= Your task =
Arrange the data below as a Markdown table with two columns, Row and Line, giving one row per line with its sequential number and leaving out blank lines.

+++++

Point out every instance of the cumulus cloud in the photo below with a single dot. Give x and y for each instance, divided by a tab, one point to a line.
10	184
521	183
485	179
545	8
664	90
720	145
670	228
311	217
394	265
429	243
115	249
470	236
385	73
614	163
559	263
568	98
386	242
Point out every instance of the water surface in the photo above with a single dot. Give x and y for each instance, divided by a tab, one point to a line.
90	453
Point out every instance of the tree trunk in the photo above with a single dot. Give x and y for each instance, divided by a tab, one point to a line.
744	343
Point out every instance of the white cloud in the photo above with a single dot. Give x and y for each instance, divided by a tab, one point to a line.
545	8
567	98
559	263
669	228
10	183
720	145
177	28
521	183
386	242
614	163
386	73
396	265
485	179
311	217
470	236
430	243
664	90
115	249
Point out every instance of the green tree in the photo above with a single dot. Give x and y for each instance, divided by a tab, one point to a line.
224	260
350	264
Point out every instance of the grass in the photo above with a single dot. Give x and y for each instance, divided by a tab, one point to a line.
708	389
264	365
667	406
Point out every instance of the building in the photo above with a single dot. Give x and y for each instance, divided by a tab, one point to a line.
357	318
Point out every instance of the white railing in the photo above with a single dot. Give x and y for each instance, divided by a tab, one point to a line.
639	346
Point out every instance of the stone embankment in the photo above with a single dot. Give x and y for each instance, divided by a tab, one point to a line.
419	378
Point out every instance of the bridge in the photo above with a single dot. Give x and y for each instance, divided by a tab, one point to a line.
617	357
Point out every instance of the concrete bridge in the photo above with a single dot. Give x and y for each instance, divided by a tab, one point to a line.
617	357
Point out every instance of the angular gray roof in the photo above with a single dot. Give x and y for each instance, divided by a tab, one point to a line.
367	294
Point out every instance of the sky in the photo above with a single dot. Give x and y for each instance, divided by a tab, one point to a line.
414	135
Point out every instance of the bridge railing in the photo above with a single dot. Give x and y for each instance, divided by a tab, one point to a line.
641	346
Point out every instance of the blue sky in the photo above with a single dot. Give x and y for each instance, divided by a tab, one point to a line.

+++++

= Correct result =
| Row | Line |
|---|---|
| 1 | Point out every instance of the cumulus cloud in the photo below with a single dot. Give x and y for each instance, divided by a tab, one point to a line. |
| 2 | 10	184 |
| 3 | 521	183 |
| 4 | 485	179 |
| 5 | 545	8 |
| 6 | 664	90 |
| 7 | 720	145 |
| 8 | 670	228 |
| 9 | 311	217 |
| 10 | 394	265 |
| 11 | 429	243 |
| 12 | 115	249 |
| 13 | 470	236 |
| 14 | 385	73 |
| 15 | 614	163 |
| 16 | 559	263 |
| 17 | 568	98 |
| 18 | 386	242 |
| 19 | Point out every instance of the water surface in the photo above with a single dot. Give x and y for each instance, divided by a tab, one point to a line. |
| 20 | 90	453 |
| 21 | Point out every instance of the tree trunk in the photo above with a single dot. Give x and y for each instance, divided by a tab, one point to a line. |
| 22 | 744	343 |
| 23 | Point out every instance of the white cloud in the photo above with a single dot. Give x and y for each instance, divided by a tab, one point to a line. |
| 24 | 545	8 |
| 25 | 567	98 |
| 26 | 559	263 |
| 27 | 669	228 |
| 28 | 10	183 |
| 29 | 720	145 |
| 30 | 177	28 |
| 31 | 521	183 |
| 32 | 386	242 |
| 33 | 614	163 |
| 34 | 386	73 |
| 35 | 396	265 |
| 36 | 485	179 |
| 37 | 311	217 |
| 38 | 470	236 |
| 39 | 430	243 |
| 40 | 664	90 |
| 41 | 115	249 |
| 42 | Point out every instance of the green tree in the photo above with a single dot. Give x and y for each instance, divided by a tab, one point to a line. |
| 43 | 224	260 |
| 44 | 350	264 |
| 45 | Point out every instance of the grass in the photo above with a single dot. Give x and y for each instance, divided by a tab, one point to a line. |
| 46 | 708	389 |
| 47 | 264	365 |
| 48 | 667	406 |
| 49 | Point out every instance of the building in the photo above with a single dot. Give x and y for each instance, divided by a tab, one point to a line. |
| 50 | 357	318 |
| 51 | Point out every instance of the white railing in the photo above with a single dot. Give x and y for each instance, divided by a tab, one point to a line. |
| 52 | 639	346 |
| 53 | Point out every instance of the stone embankment in the photo above with a single dot. Give x and y for each instance, divided by a tab, one point to a line. |
| 54 | 419	378 |
| 55 | Point out every instance of the bridge in the photo above with a single dot. Give x and y for each instance, divided by a tab, one point to a line. |
| 56 | 617	357 |
| 57 | Point out every instance of the concrete bridge in the photo above with a single dot. Give x and y for each instance, divided by a tab, one point to a line. |
| 58 | 617	357 |
| 59 | Point out every instance of the angular gray roof in the photo above with a single dot. Give x and y for each instance, divided by a tab, one point to a line. |
| 60 | 367	294 |
| 61 | Point out every instance of the sky in the photo above with a single dot. Give x and y for each instance, divided by a tab, one point to a line. |
| 62 | 414	135 |
| 63 | Point out every instance of the bridge railing in the photo above with a single dot. Give x and y for each instance, divided by a tab, one point to a line. |
| 64 | 641	346 |
| 65 | Point out every instance of the blue sky in the photo above with a single dot. Give x and y for each instance, divided by a tab, one point to a line. |